──────── Material for this exercise ────────
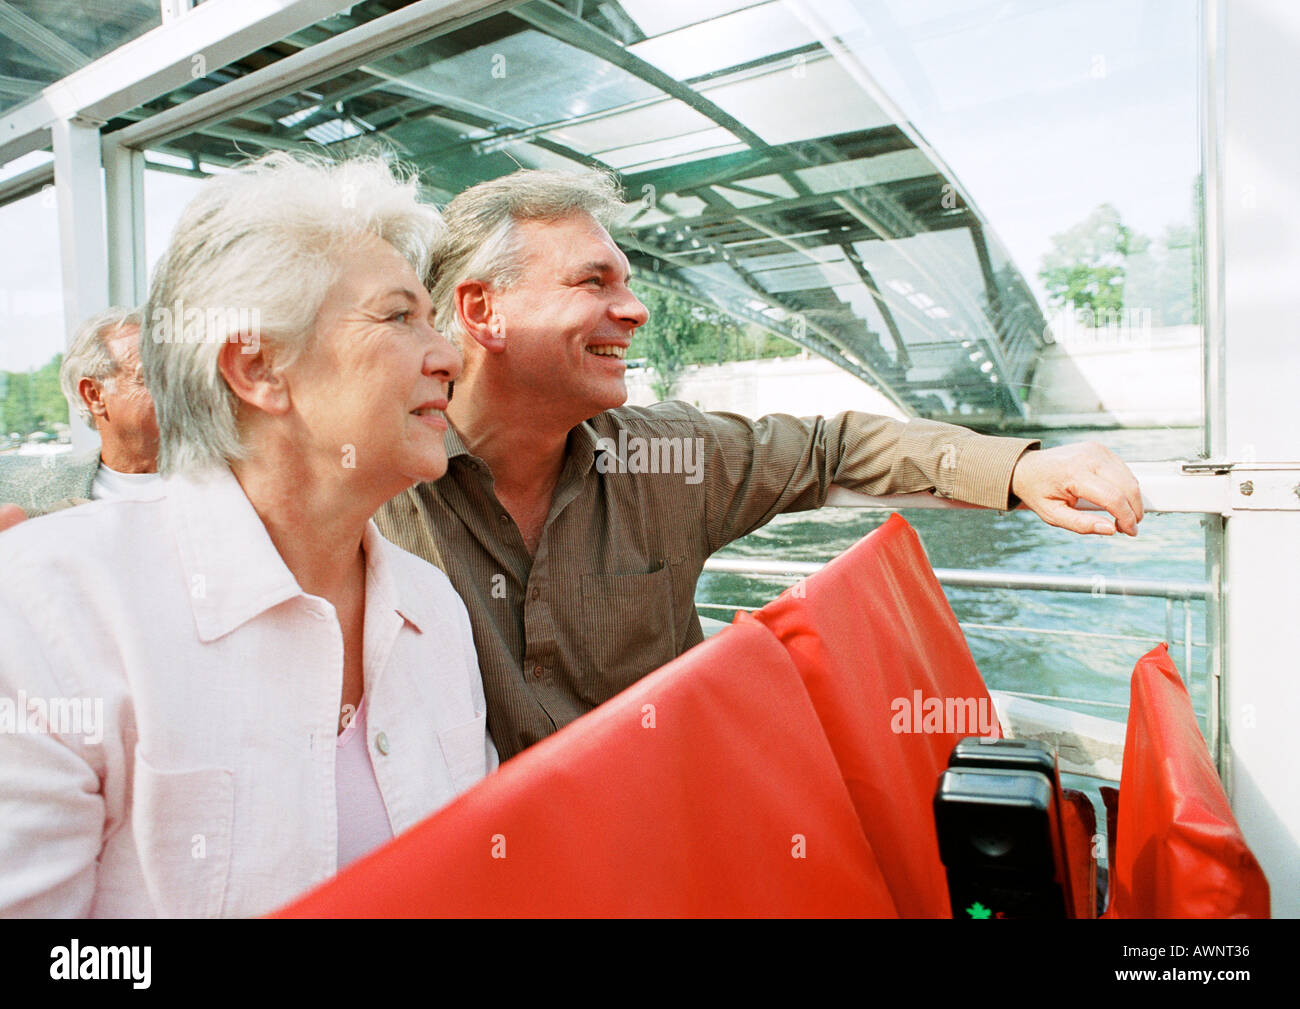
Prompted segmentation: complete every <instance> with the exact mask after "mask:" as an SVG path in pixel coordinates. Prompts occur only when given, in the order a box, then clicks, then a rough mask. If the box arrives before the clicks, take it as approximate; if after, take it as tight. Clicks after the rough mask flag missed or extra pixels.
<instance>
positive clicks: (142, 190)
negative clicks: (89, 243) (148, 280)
mask: <svg viewBox="0 0 1300 1009" xmlns="http://www.w3.org/2000/svg"><path fill="white" fill-rule="evenodd" d="M104 187H105V190H107V192H108V202H107V205H105V209H107V213H108V296H109V299H110V302H112V304H117V306H122V307H123V308H125V307H127V306H133V304H140V303H142V302H143V300H144V295H146V294H147V293H148V273H147V269H146V257H144V152H143V151H136V150H134V148H130V147H120V146H114V144H105V146H104Z"/></svg>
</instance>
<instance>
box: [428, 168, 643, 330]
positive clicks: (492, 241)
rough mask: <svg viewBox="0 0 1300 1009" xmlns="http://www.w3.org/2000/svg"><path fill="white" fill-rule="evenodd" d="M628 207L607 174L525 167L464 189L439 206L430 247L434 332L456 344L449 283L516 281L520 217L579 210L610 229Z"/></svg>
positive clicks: (429, 288) (617, 186)
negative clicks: (507, 174) (438, 212)
mask: <svg viewBox="0 0 1300 1009" xmlns="http://www.w3.org/2000/svg"><path fill="white" fill-rule="evenodd" d="M625 211H627V207H625V204H624V203H623V196H621V192H620V190H619V183H617V182H616V181H615V178H614V176H612V174H610V173H608V172H599V170H595V169H588V170H582V172H542V170H538V169H524V170H521V172H515V173H512V174H510V176H503V177H500V178H494V179H489V181H487V182H480V183H478V185H477V186H471V187H469V189H467V190H465V191H464V192H461V194H460V195H459V196H456V198H455V199H454V200H452V202H451V203H448V204H447V207H446V209H445V211H443V218H445V221H446V224H447V230H446V233H445V234H443V238H442V242H439V243H438V247H437V250H435V251H434V256H433V263H432V265H430V270H429V277H428V278H426V281H425V283H426V286H428V287H429V291H430V294H432V295H433V307H434V311H435V312H437V325H438V329H439V330H441V332H442V333H443V335H446V337H447V338H448V339H451V341H454V342H456V343H463V342H464V341H463V337H464V328H463V326H461V325H460V319H459V316H458V315H456V285H458V283H460V282H461V281H468V280H473V281H482V282H484V283H490V285H491V286H493V287H498V289H506V287H510V286H511V285H512V283H515V282H516V281H517V280H519V276H520V272H521V270H523V267H524V248H523V243H521V242H520V239H519V231H517V229H516V225H517V224H519V222H520V221H559V220H563V218H564V217H569V216H572V215H575V213H586V215H589V216H590V217H593V218H594V220H595V221H597V224H599V225H601V226H602V228H606V229H612V228H614V226H615V225H616V224H617V222H619V221H620V218H621V217H623V215H624V213H625Z"/></svg>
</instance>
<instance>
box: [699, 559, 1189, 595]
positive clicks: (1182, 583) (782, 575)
────────
(Activity) Whenever the string "rough" shows up in a line of the entries, copy that line.

(Exercise result)
Prompted segmentation: complete every <instance> with the exact mask after "mask:" as an SVG path in pixel coordinates. Prompts occur only when given, in the order a box, then clicks, then a rough mask. If the box arrives before the clicks, take it as approximate; if after, take it as tight. Clicks after the rough mask flag missed or extra pixels.
rough mask: <svg viewBox="0 0 1300 1009" xmlns="http://www.w3.org/2000/svg"><path fill="white" fill-rule="evenodd" d="M628 207L607 174L525 167L464 189L439 206L430 247L434 332L456 344L449 283L516 281L520 217L579 210L610 229Z"/></svg>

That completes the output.